- EXTRAIT DU DOCUMENT -

- - - - - - -

IV.             Analyse

[17]           Le ministre soutient que la SPR avait le devoir d’enquêter sur les motifs possibles d’exclusion, indépendamment de l’intervention ministérielle. Bien que le dossier comportait des éléments de preuve relatifs au service volontaire de M. Badriyah dans l’armée iraquienne pendant la guerre Iran-Iraq, la SPR n’a pas appliqué le cadre énoncé dans l’arrêt Ezokola c. Canada (Citoyenneté et Immigration), 2013 CSC 40 [Ezokola] et n’a pas évalué pleinement le service militaire de M. Badriyah.

[18]           M. Badriyah soutient que le dossier montre que la SPR a effectué une évaluation indépendante des motifs possibles d’exclusion conformément au cadre énoncé dans l’arrêt Ezokola et il s’appuie sur les arguments suivants pour étayer son observation. Premièrement, dans ses motifs de décision, la SPR a noté que les antécédents militaires de M. Badriyah étaient préoccupants au début. En réponse à cette préoccupation, la SPR a soupesé les éléments de preuve et est parvenue à une conclusion indépendante sur la question de l’exclusion. Deuxièmement, l’avis au ministre, conformément à l’article 26 des Règles de la SPR, démontre également l’engagement de la SPR sur la question de l’exclusion. Troisièmement, contrairement à ce qu’affirme le ministre, il ressort de la décision que d’autres éléments de preuve ont contribué à la conclusion de la SPR sur l’exclusion. Lorsque la SPR a fait remarquer que l’agent de l’ASFC avait longuement interrogé M. Badriyah au sujet de ses antécédents militaires et que le dossier avait été renvoyé à la Section des crimes de guerre de l’ASFC, elle faisait référence à la transcription de l’entrevue au point d’entrée de M. Badriyah et aux notes de l’agent de l’ASFC. La SPR a également invoqué le témoignage de M. Badriyah au sujet de son dossier militaire, qui a été jugé [traduction] « extrêmement crédible ».

- - - - - - -

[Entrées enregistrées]
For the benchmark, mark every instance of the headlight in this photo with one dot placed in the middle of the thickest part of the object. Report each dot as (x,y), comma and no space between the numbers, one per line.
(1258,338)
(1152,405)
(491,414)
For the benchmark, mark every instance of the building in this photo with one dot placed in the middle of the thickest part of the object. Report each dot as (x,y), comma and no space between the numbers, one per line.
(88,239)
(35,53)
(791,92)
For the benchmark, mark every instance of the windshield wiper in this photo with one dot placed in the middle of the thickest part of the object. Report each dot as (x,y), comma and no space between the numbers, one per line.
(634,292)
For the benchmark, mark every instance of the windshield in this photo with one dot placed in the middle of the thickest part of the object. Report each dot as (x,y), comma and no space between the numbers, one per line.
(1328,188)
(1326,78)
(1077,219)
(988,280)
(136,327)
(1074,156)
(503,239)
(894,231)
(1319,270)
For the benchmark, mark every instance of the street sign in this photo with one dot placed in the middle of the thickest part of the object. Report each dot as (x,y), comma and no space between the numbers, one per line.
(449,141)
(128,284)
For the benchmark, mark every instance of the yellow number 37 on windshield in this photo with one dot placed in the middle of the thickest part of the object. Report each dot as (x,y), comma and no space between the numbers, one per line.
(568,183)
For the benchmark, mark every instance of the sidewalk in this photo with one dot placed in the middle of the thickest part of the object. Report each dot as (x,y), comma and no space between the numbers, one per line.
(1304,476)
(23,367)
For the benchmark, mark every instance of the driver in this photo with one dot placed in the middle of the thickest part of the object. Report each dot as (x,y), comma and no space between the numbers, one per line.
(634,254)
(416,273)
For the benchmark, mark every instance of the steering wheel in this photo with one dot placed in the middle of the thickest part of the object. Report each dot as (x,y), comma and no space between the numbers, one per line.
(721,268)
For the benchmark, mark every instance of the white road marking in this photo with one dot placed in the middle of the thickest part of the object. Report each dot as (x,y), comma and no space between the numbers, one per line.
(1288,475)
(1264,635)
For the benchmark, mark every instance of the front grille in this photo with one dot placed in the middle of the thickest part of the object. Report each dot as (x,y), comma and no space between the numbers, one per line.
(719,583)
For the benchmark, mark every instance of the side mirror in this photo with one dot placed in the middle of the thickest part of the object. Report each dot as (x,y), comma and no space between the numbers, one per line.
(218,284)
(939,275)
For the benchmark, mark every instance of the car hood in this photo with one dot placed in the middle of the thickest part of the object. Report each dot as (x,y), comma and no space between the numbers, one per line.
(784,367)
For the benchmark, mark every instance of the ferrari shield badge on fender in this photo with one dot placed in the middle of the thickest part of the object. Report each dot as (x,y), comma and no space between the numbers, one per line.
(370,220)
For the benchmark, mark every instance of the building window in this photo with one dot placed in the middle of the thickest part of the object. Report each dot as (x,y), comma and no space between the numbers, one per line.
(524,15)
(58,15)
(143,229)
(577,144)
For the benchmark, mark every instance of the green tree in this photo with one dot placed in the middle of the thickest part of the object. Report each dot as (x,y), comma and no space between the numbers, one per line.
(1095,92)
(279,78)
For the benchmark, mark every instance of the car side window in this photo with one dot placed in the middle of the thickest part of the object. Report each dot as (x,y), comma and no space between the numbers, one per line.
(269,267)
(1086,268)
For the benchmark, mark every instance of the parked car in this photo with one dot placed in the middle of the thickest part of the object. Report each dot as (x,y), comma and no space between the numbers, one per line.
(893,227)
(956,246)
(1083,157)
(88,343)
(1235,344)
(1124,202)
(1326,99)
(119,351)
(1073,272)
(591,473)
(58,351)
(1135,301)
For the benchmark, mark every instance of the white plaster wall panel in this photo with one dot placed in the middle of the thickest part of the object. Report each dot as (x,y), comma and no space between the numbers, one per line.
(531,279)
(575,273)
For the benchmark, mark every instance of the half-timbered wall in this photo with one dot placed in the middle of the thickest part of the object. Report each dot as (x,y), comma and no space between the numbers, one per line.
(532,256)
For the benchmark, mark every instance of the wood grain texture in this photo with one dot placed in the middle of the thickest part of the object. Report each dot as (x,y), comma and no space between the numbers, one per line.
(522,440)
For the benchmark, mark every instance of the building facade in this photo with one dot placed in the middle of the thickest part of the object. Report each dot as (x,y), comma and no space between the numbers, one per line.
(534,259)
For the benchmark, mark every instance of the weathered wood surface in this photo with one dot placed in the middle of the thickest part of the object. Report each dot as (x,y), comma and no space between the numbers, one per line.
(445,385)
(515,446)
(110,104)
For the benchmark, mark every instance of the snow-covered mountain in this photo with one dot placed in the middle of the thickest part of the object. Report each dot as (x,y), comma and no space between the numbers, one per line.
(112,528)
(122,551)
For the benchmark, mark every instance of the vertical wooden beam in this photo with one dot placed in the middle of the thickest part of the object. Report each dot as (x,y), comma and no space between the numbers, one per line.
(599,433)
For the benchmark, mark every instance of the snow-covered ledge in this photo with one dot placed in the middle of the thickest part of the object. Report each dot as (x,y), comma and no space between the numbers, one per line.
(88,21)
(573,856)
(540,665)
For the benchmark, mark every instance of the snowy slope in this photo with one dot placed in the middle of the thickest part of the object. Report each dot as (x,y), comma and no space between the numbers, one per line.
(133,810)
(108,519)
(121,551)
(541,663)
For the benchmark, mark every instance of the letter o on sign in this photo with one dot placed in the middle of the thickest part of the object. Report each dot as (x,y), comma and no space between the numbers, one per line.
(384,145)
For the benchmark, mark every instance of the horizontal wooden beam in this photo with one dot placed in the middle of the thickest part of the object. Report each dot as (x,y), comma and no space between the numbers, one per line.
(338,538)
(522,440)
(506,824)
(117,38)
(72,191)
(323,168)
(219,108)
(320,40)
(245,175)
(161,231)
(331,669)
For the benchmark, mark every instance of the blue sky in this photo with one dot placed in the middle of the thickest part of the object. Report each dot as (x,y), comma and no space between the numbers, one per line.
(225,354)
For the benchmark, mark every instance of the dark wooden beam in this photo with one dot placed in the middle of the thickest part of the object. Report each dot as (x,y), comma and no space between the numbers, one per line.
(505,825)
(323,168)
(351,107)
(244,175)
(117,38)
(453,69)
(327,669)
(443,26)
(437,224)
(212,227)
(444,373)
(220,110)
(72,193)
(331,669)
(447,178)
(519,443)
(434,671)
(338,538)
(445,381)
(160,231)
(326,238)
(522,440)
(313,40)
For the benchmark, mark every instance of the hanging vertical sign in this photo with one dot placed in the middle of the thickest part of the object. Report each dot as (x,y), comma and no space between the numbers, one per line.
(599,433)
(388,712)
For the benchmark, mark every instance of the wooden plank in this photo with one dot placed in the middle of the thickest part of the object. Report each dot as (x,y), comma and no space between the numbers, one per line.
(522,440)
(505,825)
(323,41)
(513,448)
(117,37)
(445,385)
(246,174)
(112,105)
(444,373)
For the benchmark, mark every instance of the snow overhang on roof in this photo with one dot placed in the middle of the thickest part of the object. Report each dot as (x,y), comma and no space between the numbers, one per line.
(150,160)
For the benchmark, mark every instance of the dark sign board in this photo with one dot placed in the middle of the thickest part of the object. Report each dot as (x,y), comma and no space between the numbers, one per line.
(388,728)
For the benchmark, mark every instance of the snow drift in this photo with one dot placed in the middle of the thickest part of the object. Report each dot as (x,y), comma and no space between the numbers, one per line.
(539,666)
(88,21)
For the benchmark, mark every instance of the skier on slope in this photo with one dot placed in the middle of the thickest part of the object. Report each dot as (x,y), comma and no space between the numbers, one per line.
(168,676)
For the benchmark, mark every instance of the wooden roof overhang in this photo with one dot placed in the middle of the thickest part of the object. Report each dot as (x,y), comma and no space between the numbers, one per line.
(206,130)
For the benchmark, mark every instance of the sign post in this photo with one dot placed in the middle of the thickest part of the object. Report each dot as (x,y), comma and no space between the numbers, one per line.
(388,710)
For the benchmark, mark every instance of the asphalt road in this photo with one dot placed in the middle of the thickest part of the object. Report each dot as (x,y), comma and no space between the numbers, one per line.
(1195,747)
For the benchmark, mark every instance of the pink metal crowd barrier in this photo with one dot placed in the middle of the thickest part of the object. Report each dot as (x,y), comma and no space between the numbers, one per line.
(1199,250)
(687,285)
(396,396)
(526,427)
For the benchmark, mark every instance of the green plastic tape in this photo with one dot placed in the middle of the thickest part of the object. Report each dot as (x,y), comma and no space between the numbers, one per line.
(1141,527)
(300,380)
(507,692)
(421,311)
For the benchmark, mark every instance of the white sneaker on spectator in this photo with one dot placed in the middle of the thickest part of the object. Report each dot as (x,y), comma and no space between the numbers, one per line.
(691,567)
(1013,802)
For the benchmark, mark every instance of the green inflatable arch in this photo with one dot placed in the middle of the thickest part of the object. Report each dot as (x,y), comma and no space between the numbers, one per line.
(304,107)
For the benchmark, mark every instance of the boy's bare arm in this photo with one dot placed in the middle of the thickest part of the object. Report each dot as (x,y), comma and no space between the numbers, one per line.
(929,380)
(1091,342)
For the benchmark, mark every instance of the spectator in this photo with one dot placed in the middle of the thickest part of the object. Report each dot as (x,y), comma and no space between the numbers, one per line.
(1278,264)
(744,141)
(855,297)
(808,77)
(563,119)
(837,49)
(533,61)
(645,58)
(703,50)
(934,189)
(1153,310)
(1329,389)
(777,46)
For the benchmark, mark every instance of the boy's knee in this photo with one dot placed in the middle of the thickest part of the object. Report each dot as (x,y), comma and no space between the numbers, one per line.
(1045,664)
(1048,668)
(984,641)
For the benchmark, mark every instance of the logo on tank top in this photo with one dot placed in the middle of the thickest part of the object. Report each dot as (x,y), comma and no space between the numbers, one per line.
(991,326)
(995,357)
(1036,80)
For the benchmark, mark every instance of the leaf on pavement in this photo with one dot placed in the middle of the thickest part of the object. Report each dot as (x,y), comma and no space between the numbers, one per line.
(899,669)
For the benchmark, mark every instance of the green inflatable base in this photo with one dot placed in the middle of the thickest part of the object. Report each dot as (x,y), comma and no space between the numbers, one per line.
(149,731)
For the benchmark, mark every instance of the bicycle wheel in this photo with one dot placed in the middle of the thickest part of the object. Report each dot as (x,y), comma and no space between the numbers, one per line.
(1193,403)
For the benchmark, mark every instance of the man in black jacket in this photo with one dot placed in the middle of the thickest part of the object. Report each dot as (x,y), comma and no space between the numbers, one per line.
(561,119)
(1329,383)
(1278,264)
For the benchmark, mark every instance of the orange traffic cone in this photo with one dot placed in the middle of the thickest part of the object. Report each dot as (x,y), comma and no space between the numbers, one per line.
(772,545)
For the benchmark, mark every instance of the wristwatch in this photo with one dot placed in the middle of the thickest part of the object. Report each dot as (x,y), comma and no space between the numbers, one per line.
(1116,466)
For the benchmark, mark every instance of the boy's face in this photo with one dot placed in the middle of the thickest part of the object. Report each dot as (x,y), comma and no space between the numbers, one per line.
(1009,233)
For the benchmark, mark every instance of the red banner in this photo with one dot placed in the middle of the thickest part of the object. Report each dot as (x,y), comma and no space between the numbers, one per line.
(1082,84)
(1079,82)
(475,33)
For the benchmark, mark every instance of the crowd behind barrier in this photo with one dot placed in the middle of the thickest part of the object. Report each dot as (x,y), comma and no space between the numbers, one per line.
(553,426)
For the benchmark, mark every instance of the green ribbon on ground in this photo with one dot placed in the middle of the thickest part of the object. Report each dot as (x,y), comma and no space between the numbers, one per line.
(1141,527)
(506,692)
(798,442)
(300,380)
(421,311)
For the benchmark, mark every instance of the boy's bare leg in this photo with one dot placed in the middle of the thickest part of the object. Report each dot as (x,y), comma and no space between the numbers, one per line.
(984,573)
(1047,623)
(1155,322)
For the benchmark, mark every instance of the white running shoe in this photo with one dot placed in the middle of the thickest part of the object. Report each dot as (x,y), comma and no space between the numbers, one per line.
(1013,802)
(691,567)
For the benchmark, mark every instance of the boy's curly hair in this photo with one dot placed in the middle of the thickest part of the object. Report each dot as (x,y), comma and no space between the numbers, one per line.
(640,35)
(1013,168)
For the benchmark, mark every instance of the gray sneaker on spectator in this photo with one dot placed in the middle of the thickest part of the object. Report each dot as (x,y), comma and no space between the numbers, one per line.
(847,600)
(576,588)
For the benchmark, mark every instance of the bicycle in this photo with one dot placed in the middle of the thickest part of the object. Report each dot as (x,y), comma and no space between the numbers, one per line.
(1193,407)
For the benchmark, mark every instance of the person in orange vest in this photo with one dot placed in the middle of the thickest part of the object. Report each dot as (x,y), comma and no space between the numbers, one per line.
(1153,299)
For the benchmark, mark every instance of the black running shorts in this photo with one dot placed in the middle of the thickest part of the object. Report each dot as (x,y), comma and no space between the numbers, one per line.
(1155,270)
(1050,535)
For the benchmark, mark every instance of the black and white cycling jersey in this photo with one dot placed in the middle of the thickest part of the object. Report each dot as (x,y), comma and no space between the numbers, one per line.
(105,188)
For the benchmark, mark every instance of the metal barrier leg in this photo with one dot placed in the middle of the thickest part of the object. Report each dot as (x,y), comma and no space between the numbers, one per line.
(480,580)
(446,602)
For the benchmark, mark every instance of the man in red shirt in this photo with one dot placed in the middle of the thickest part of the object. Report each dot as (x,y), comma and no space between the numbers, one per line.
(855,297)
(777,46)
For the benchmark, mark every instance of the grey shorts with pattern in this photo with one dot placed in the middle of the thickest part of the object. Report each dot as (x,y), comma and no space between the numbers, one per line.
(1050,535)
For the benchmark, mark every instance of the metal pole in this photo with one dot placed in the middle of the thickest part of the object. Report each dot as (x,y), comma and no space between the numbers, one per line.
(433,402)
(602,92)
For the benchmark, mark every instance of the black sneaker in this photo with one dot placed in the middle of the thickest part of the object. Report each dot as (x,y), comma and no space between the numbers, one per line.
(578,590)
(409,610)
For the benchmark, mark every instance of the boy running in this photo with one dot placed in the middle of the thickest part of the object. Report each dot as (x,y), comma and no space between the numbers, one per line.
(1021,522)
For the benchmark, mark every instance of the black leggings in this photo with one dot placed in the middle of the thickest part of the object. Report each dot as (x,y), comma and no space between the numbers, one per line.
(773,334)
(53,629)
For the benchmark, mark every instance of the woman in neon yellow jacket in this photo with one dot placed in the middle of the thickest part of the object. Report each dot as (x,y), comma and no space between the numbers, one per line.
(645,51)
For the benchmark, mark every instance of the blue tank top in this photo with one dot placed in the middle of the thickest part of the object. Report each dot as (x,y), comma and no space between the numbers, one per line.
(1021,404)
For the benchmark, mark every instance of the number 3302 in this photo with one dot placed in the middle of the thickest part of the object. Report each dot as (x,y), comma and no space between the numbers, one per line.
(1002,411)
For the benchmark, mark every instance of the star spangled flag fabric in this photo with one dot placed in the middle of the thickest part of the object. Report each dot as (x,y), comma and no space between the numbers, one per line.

- - - - - - -

- ÉNONCÉ DE LA TÂCHE -
D'après l'extrait du document, dans quel arrêt se trouve le cadre que la SPR n'a pas appliqué, selon le ministre ?

- RÉPONSE ATTENDUE -
Il s'agit de l'arrêt Ezokola c. Canada (Citoyenneté et Immigration), 2013 CSC 40.